--- Aim ---
Copy out the entries below, replacing "bounding boxes" with "box coordinates" everywhere it occurs and keeping everything else the same.

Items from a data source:

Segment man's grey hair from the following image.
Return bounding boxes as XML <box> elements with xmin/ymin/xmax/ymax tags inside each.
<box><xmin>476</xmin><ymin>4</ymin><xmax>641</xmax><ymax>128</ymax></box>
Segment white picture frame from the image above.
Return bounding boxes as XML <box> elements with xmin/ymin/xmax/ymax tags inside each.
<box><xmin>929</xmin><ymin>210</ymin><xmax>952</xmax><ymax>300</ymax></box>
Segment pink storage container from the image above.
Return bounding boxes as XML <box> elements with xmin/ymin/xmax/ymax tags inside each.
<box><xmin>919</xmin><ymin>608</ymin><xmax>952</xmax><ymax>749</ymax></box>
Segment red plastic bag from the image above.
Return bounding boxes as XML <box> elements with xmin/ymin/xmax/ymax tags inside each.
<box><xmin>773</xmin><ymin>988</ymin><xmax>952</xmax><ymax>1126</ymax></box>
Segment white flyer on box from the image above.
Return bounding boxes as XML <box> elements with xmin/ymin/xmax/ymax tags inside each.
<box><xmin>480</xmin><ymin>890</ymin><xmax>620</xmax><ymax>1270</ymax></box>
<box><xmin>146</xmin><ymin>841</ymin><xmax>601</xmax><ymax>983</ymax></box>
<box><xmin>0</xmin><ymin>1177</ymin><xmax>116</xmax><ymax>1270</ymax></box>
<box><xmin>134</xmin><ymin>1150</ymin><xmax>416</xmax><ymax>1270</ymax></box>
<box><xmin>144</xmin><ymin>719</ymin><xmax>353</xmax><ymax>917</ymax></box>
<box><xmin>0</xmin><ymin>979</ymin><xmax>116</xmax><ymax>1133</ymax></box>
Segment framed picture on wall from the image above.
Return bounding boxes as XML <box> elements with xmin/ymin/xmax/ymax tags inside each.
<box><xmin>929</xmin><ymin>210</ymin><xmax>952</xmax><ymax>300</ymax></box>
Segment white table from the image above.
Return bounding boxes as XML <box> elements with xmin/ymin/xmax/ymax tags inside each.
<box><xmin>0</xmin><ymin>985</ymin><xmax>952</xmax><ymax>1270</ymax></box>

--- Full answer ---
Segment man's grey hair from the following image.
Return box coordinates as XML <box> elements with xmin/ymin/xmax/ymax tags inside each.
<box><xmin>476</xmin><ymin>4</ymin><xmax>641</xmax><ymax>128</ymax></box>
Segment white picture frame from the image above.
Return box coordinates as XML <box> elements with xmin/ymin/xmax/ymax tags inside each.
<box><xmin>929</xmin><ymin>210</ymin><xmax>952</xmax><ymax>300</ymax></box>
Segment pink storage container from the image above.
Return box coordinates as XML <box> elements with xmin/ymin/xmax/ymax tags inside each.
<box><xmin>919</xmin><ymin>608</ymin><xmax>952</xmax><ymax>749</ymax></box>
Segment red plastic bag from the image above.
Return box coordinates as XML <box> elements with xmin/ymin/xmax/ymax tags inside each.
<box><xmin>773</xmin><ymin>988</ymin><xmax>952</xmax><ymax>1126</ymax></box>
Segment white flyer on box from the image above.
Return box coordinates as XML <box> elements with xmin/ymin/xmax/ymax tags inside each.
<box><xmin>480</xmin><ymin>890</ymin><xmax>620</xmax><ymax>1270</ymax></box>
<box><xmin>146</xmin><ymin>841</ymin><xmax>601</xmax><ymax>983</ymax></box>
<box><xmin>0</xmin><ymin>1177</ymin><xmax>116</xmax><ymax>1270</ymax></box>
<box><xmin>134</xmin><ymin>1150</ymin><xmax>416</xmax><ymax>1270</ymax></box>
<box><xmin>144</xmin><ymin>719</ymin><xmax>353</xmax><ymax>917</ymax></box>
<box><xmin>0</xmin><ymin>979</ymin><xmax>116</xmax><ymax>1133</ymax></box>
Segment framed picture on wall from the image above.
Return box coordinates as XML <box> elements with xmin/ymin/xmax/ymax tags inside each.
<box><xmin>929</xmin><ymin>210</ymin><xmax>952</xmax><ymax>300</ymax></box>
Segment white table from the image above.
Return box coordinates as XML <box> elements with xmin/ymin/xmax/ymax tags inside each.
<box><xmin>0</xmin><ymin>985</ymin><xmax>952</xmax><ymax>1270</ymax></box>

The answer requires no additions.